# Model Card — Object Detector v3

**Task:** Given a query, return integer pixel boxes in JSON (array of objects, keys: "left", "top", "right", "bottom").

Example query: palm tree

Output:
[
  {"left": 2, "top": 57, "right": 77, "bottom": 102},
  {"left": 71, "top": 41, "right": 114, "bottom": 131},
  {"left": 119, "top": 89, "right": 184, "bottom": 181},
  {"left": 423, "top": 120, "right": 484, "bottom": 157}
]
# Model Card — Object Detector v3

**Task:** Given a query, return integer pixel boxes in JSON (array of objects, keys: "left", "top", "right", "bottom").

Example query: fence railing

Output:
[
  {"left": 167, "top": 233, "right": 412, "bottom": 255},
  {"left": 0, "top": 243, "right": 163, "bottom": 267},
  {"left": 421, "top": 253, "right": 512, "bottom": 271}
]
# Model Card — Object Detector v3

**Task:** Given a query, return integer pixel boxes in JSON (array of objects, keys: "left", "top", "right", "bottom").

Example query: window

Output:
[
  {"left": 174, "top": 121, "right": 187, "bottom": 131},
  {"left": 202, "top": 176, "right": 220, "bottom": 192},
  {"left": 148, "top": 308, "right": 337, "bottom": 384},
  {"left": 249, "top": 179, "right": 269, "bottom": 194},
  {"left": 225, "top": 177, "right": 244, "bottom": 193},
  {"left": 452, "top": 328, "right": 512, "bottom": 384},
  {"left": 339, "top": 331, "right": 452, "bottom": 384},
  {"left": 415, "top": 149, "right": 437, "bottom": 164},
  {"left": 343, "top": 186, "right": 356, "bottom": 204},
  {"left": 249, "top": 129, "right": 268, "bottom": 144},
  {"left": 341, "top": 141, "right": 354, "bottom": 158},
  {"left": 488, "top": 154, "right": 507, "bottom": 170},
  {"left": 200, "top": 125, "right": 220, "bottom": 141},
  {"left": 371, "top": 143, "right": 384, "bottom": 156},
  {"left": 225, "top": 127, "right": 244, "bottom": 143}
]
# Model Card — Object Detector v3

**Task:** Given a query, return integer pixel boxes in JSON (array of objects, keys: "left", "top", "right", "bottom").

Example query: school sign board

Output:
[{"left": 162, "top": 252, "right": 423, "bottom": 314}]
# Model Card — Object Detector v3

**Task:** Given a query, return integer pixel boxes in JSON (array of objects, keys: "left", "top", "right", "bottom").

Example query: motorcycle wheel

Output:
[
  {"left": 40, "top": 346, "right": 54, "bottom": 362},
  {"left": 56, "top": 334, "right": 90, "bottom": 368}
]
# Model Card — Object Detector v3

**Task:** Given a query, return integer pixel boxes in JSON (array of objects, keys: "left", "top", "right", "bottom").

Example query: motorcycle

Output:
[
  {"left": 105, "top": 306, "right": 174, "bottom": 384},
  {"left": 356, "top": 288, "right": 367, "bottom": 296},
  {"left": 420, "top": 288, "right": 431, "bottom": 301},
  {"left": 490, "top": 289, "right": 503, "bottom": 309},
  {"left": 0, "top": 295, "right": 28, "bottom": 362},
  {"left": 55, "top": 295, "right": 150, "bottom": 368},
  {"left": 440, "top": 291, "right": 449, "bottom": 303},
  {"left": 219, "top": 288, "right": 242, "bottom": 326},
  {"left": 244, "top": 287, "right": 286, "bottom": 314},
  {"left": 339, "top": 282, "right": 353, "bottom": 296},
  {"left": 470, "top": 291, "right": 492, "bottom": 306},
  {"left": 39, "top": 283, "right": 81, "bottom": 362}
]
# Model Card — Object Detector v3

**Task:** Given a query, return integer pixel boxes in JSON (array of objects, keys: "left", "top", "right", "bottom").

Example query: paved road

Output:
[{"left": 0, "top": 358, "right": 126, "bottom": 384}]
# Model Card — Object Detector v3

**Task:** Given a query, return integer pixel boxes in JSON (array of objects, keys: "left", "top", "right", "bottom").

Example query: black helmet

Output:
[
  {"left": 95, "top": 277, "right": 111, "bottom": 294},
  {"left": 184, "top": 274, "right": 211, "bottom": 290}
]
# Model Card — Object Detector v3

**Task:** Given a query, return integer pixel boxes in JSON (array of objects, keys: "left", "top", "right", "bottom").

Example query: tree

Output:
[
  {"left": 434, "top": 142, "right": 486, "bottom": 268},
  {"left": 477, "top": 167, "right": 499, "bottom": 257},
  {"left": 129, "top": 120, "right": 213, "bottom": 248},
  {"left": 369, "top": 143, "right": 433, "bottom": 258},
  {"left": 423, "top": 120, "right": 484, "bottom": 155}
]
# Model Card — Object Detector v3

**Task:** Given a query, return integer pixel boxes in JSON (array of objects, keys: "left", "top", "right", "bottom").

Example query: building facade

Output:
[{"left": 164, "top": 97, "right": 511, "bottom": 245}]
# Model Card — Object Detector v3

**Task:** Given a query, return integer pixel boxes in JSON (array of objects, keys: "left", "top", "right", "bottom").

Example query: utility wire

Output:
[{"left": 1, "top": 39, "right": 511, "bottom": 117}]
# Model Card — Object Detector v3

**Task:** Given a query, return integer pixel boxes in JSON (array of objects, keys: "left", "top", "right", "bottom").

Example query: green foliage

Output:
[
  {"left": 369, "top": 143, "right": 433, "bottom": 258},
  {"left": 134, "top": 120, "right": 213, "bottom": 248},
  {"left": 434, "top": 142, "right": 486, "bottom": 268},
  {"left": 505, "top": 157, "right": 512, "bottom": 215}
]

• **Task instructions**: Every line of the material is to be transcribed exactly.

• **Your response**:
# Model Card — Object Detector v3

**Task:** Given a query, return integer pixel boxes in JSON (array of objects, keys: "left", "top", "right", "bottom").

Example query: palm tree

Output:
[
  {"left": 2, "top": 57, "right": 77, "bottom": 102},
  {"left": 71, "top": 41, "right": 114, "bottom": 131},
  {"left": 119, "top": 89, "right": 184, "bottom": 181},
  {"left": 423, "top": 120, "right": 484, "bottom": 157}
]
# Model Card — Object Detector v3

**Task:** Given a query, return integer pixel boxes in JSON (array of objects, keys: "left", "top", "right", "bottom").

Example query: fence railing

Output:
[
  {"left": 167, "top": 233, "right": 412, "bottom": 255},
  {"left": 0, "top": 243, "right": 163, "bottom": 267},
  {"left": 421, "top": 253, "right": 512, "bottom": 271}
]
# Model Card — Object Detector v3

**Task:** Given a query, return integer pixel boxes in JSON (array of objects, keys: "left", "top", "right", "bottom").

Example query: window

Output:
[
  {"left": 174, "top": 121, "right": 187, "bottom": 131},
  {"left": 202, "top": 176, "right": 220, "bottom": 192},
  {"left": 148, "top": 308, "right": 337, "bottom": 384},
  {"left": 249, "top": 179, "right": 269, "bottom": 194},
  {"left": 225, "top": 177, "right": 244, "bottom": 193},
  {"left": 452, "top": 328, "right": 512, "bottom": 384},
  {"left": 339, "top": 331, "right": 452, "bottom": 384},
  {"left": 415, "top": 149, "right": 437, "bottom": 164},
  {"left": 343, "top": 186, "right": 356, "bottom": 204},
  {"left": 249, "top": 129, "right": 268, "bottom": 144},
  {"left": 341, "top": 141, "right": 354, "bottom": 158},
  {"left": 488, "top": 154, "right": 507, "bottom": 170},
  {"left": 200, "top": 125, "right": 220, "bottom": 141},
  {"left": 371, "top": 143, "right": 384, "bottom": 156},
  {"left": 225, "top": 127, "right": 244, "bottom": 143}
]
# Model Card — Object Detector v3

**Task:** Given a query, return integer pixel boxes in JSON (array of objects, keys: "left", "top", "right", "bottom").

Example query: school sign board

Output:
[{"left": 162, "top": 252, "right": 423, "bottom": 314}]
# Model Card — Object Detector v3

**Task:** Given a query, return integer pixel boxes in JSON (array of objects, keys: "left", "top", "right", "bottom").

Example query: motorcycle wheel

Output:
[
  {"left": 40, "top": 346, "right": 54, "bottom": 362},
  {"left": 56, "top": 334, "right": 90, "bottom": 368}
]
# Model Card — Object Detector v3

**Task:** Given a query, return integer pixel boxes in JSON (array of objects, keys: "left", "top", "right", "bottom").

Example query: motorcycle

Output:
[
  {"left": 105, "top": 306, "right": 174, "bottom": 384},
  {"left": 356, "top": 288, "right": 367, "bottom": 296},
  {"left": 420, "top": 288, "right": 431, "bottom": 301},
  {"left": 490, "top": 289, "right": 503, "bottom": 309},
  {"left": 0, "top": 295, "right": 28, "bottom": 362},
  {"left": 55, "top": 295, "right": 150, "bottom": 368},
  {"left": 440, "top": 291, "right": 449, "bottom": 303},
  {"left": 219, "top": 288, "right": 242, "bottom": 326},
  {"left": 244, "top": 287, "right": 286, "bottom": 314},
  {"left": 339, "top": 282, "right": 353, "bottom": 296},
  {"left": 470, "top": 291, "right": 492, "bottom": 306},
  {"left": 39, "top": 283, "right": 81, "bottom": 362}
]
# Model Card — Object Detector v3

**Task:** Given a query, return integer pixel boxes in JSON (array of objects, keys: "left", "top", "right", "bottom").

Example query: paved road

Output:
[{"left": 0, "top": 358, "right": 126, "bottom": 384}]
# Model Card — Object Detector v3

**Task:** Given a query, return integer pixel boxes in JSON (array of objects, keys: "left", "top", "right", "bottom").

Example query: black helmet

Output:
[
  {"left": 95, "top": 277, "right": 111, "bottom": 294},
  {"left": 184, "top": 274, "right": 211, "bottom": 290}
]
# Model Card — Object Detector v3

**Task:** Given a query, return integer pixel boxes in JSON (array of objects, keys: "left", "top", "right", "bottom").

Example query: tree

Output:
[
  {"left": 434, "top": 142, "right": 486, "bottom": 268},
  {"left": 477, "top": 167, "right": 499, "bottom": 257},
  {"left": 129, "top": 120, "right": 213, "bottom": 248},
  {"left": 369, "top": 143, "right": 433, "bottom": 258},
  {"left": 423, "top": 120, "right": 484, "bottom": 155}
]
# Model Card — Object Detector v3

**Task:** Given a query, return integer pixel boxes in JSON (array of objects, keys: "left", "top", "right", "bottom").

Example query: building facade

Output:
[{"left": 164, "top": 97, "right": 511, "bottom": 245}]
# Model Card — Object Detector v3

**Task:** Given a query, return integer pixel boxes in JSON (array of objects, keys: "left", "top", "right", "bottom").

Example query: utility wire

Output:
[{"left": 1, "top": 39, "right": 511, "bottom": 117}]
# Model Card — Object Detector v3

**Task:** Given a query, return integer pixel boxes in JSON (array of objects, keys: "left", "top", "right", "bottom").

Example query: green foliage

Output:
[
  {"left": 369, "top": 143, "right": 433, "bottom": 258},
  {"left": 134, "top": 120, "right": 213, "bottom": 248},
  {"left": 434, "top": 142, "right": 486, "bottom": 268},
  {"left": 505, "top": 157, "right": 512, "bottom": 215}
]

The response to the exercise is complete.